▸ 提示された文章:
----------------------------------------

Ray Winkerは次のように語っている。「この業界自体が認めていることですが、現在のアーティストにとって、ストリーミングやダウンロードの時代にお金を稼ぐ方法はツアーに出ることなんです。そしてアーティストたちに求められているものが、何か華々しいことをすることなわけです。観客は何かかなりビッグなものが来るだろうと期待しています。だから、そうするとアーティストはさらに挑戦的なやり方でツアーを行うことを考えるようになるんです。80年代の終わりや90年代の初め、ツアーというのは新作を利用したプロモーション・ツアーでした。現在のような収益の要ではありませんでした。今やバンドはCDのセールスで稼ぐのではなく、ツアーやマーチャンダイズで稼いでいます。バンドにとって主なミッションは、ファンベースを大きくし、イベントに来てもらうことであり、基本的にはそうすることでバンドが音楽以外のビジネスを展開できるようになるのです」

----------------------------------------

▸ データ抜粋:
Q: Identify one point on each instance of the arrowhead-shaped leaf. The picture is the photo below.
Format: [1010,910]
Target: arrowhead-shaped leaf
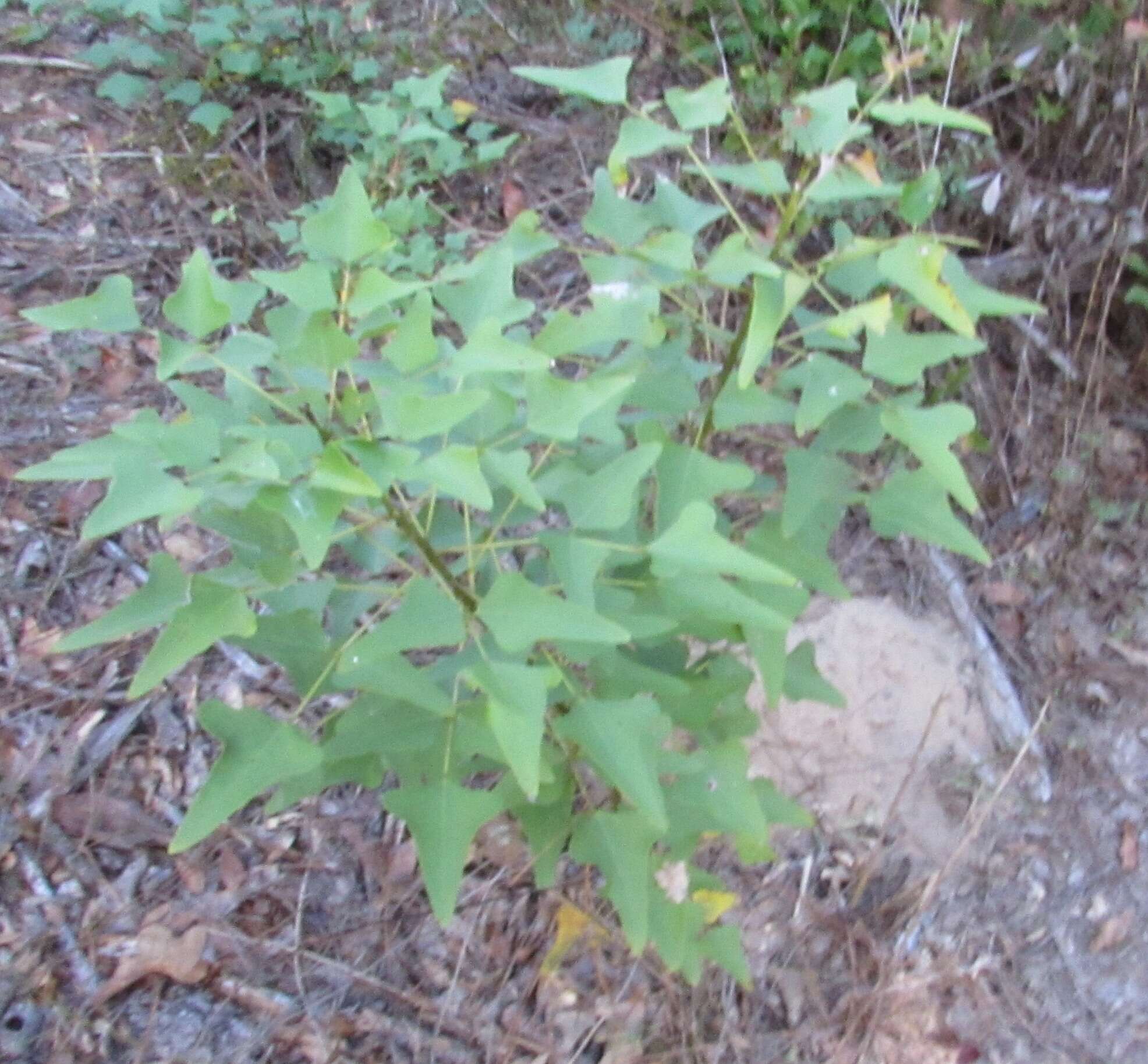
[214,612]
[520,614]
[604,81]
[444,818]
[621,740]
[154,604]
[693,545]
[929,432]
[257,753]
[109,309]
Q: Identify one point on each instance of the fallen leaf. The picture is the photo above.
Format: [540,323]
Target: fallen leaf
[118,373]
[1130,846]
[717,903]
[513,200]
[1112,932]
[37,643]
[570,924]
[77,501]
[866,164]
[159,953]
[109,821]
[463,109]
[1136,29]
[1004,593]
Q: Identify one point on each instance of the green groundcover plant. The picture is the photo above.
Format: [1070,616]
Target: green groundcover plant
[486,542]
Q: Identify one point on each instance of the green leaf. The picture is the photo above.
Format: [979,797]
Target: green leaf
[257,753]
[410,416]
[921,197]
[516,712]
[914,264]
[928,112]
[722,945]
[575,563]
[373,289]
[444,818]
[109,309]
[929,433]
[774,300]
[619,844]
[812,479]
[153,604]
[455,471]
[488,352]
[687,474]
[717,600]
[193,307]
[210,116]
[413,345]
[310,513]
[296,642]
[520,614]
[345,228]
[139,491]
[621,739]
[125,90]
[604,81]
[308,286]
[637,138]
[547,827]
[980,300]
[693,545]
[820,123]
[212,612]
[674,209]
[487,293]
[804,681]
[804,559]
[697,108]
[764,178]
[512,471]
[753,406]
[916,504]
[604,501]
[614,216]
[393,676]
[829,385]
[874,315]
[901,357]
[335,472]
[556,408]
[427,616]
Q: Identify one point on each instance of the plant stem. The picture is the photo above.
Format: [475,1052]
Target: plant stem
[406,524]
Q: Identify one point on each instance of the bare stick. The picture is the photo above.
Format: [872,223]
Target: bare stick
[1001,703]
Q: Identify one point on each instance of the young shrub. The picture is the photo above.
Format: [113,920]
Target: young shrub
[490,557]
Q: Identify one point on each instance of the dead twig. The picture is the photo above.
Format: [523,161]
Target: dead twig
[1001,703]
[44,62]
[83,973]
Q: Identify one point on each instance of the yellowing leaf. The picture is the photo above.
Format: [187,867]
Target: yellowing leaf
[570,925]
[715,903]
[866,164]
[463,109]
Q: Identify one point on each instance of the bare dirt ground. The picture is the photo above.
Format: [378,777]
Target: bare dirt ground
[946,909]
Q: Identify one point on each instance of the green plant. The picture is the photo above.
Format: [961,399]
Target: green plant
[487,544]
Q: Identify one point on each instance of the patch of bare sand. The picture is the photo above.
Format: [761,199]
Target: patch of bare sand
[912,721]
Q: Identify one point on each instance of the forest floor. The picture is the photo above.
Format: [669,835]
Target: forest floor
[965,896]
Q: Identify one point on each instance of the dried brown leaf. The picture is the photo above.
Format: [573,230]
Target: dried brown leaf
[1112,932]
[513,200]
[159,953]
[1130,846]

----------------------------------------

▸ 課題の内容:
次の記述1.〜3.が提示された文章と合っているかを、それぞれ「はい」か「いいえ」で答えよ。判断の決め手となる語句を文章から正確に引用すること。
1. 80年代の終わりや90年代の初め、ツアーは新作の宣伝のためのものだった。
2. 現在、バンドは主にCDのセールスで稼いでいる。
3. 観客はツアーにそれほど大きなものを期待していない。

▸ 課題の結果:
1. はい。「80年代の終わりや90年代の初め、ツアーというのは新作を利用したプロモーション・ツアーでした。」
2. いいえ。「今やバンドはCDのセールスで稼ぐのではなく、ツアーやマーチャンダイズで稼いでいます。」
3. いいえ。「観客は何かかなりビッグなものが来るだろうと期待しています。」